**What the task requires:**
Using the passage on the vein-locating device, explain in one to three sentences why the micro-processor checks the background illumination the sensor picks up between emitter pulses.

**Selected passage:**
════

Alternatively, as indicated above, the re-radiated signal can be processed to enable the non-invasive device to monitor analytes which are in the capillary matrix/extra- cellualr fluid bed and to compensate for variations in the capillary matrix level.

Alternatively, the non-invasive device can be incorporated into the device of the invention so that a single housing contains the necessary mechanisms and circuitry to perform both the location and monitoring operations. In this case it may be desirable to provide the comparator circuit of the location portion of the device with means for detecting when the proportion of the observed to the emitted near infra-red signal observed by the sensor passes through a minimum, thus indicating when the device is closest to the blood vessel, and with means to provide a signal at this point to actuate the blood composition monitoring means. This latter may be done manually when the operator observes the passage through the minimum position, or can be achieved by suitable electronic interlinking of the location and monitoring portions of the device.

It is preferred that the comparator circuit incorporate a memory, for example a look up or read only memory in a suitable micro-processor, which can retain examples of the proportions of emitted to observed signal patterns against which the actual signals can be compared in order to determine when the device is located accurately over a vein and to determine the centre line of that vein for the purposes of positioning or actuating the non-invasive pathological device or when the device is located over an area of skin having an abnormal capillar matrix/extra¬ cellular fluid ratio.

The micro-processor can also be used to compensate for ambient illumination, for example by operating the emitter on a pulsed basis and monitoring the background illumination observed between the pulses by the sensor so that those levels can be discounted in comparing the emitted and observed signals for an adjacent pulse. Furthermore, the micro-processor can detect abnormal conditions, for example excessive ambient illumination due to incorrect placing of the device against the skin allowing excessive light to play upon the sensor. This can be used to alert the user of the device so that the user corrects those abnormal conditions, if possible, or discontinues use of the device until the conditions are rectified; or this can be used as part of a safety cut-off mechanism to reduce the risk of accidental damage to the user where the device is actuated when not directed at the skin.

In a further alternative, the device of the invention can be operated in conjunction with a mid infra-red ablative device which is used to cauterise the skin to penetrate the stratum corneum and expose blood infused capillary matrix/extra-cellular bed. This would then be available for analysis, for example by a non-invasive pathological device as described above. The proportion of the emitted near infra-red radiation observed by the sensor of the device of the invention will reduce as the hole in the skin formed by the ablative device deepens and this can be used to accurately control the ablative process to minimise scarring and pain. In such an application, the emitter and sensor of the device of the invention can be located adjacent an optic fibre or the like which is used to direct the mid infra-red cauterising beam onto the skin of the person.

The device of the invention can be made from any suitable electronic components and materials using conventional electronic design and manufacturing techniques.

DESCRIPTION OF THE DRAWINGS;

The invention will now be illustrated with reference to a preferred embodiment thereof as shown in the accompanying drawings in which Figure 1 is a diagrammatic longitudinal cross-section through the device; Figure 2 is a diagrammatic circuit diagram for the device of Figure 1; and Figure 3 is a diagrammatic representation of an alternative circuit for use in the device of Figure 1. DESCRIPTION OF THE PREFERRED EMBODIMEN .

════

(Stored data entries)
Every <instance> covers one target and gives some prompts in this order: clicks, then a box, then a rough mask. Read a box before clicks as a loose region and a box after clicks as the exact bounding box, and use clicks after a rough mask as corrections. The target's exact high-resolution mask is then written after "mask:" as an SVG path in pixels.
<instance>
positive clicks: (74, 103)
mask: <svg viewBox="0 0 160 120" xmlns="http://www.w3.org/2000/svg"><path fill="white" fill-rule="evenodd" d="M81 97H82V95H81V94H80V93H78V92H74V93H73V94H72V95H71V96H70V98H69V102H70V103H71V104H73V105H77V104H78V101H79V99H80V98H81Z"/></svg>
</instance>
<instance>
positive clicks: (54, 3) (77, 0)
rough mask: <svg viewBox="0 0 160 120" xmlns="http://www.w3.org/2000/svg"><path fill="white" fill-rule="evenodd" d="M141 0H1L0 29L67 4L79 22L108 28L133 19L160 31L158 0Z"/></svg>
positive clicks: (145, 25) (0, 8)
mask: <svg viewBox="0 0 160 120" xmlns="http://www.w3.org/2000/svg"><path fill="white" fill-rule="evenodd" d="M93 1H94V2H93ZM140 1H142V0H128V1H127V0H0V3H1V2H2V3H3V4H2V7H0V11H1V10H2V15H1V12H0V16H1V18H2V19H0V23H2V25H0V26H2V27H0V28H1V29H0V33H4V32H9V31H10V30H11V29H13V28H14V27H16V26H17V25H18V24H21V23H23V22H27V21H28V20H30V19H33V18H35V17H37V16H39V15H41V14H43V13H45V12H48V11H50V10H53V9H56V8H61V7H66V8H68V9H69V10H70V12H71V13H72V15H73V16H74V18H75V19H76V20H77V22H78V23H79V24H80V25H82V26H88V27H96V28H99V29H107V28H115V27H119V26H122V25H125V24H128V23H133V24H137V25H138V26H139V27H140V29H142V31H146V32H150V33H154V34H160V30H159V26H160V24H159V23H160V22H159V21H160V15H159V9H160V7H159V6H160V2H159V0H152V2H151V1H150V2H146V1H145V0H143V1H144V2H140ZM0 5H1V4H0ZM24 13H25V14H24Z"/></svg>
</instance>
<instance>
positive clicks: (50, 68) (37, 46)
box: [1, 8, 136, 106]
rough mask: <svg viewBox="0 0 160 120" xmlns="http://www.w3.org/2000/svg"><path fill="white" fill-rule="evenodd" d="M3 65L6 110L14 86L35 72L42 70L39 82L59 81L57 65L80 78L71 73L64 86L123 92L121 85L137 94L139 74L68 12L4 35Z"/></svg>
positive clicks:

════

**Answer to this problem:**
The emitter runs in pulses, and the sensor's reading of background illumination between pulses is tracked so those levels can be discounted when the emitted and observed signals for an adjacent pulse are compared. This lets the micro-processor compensate for ambient illumination.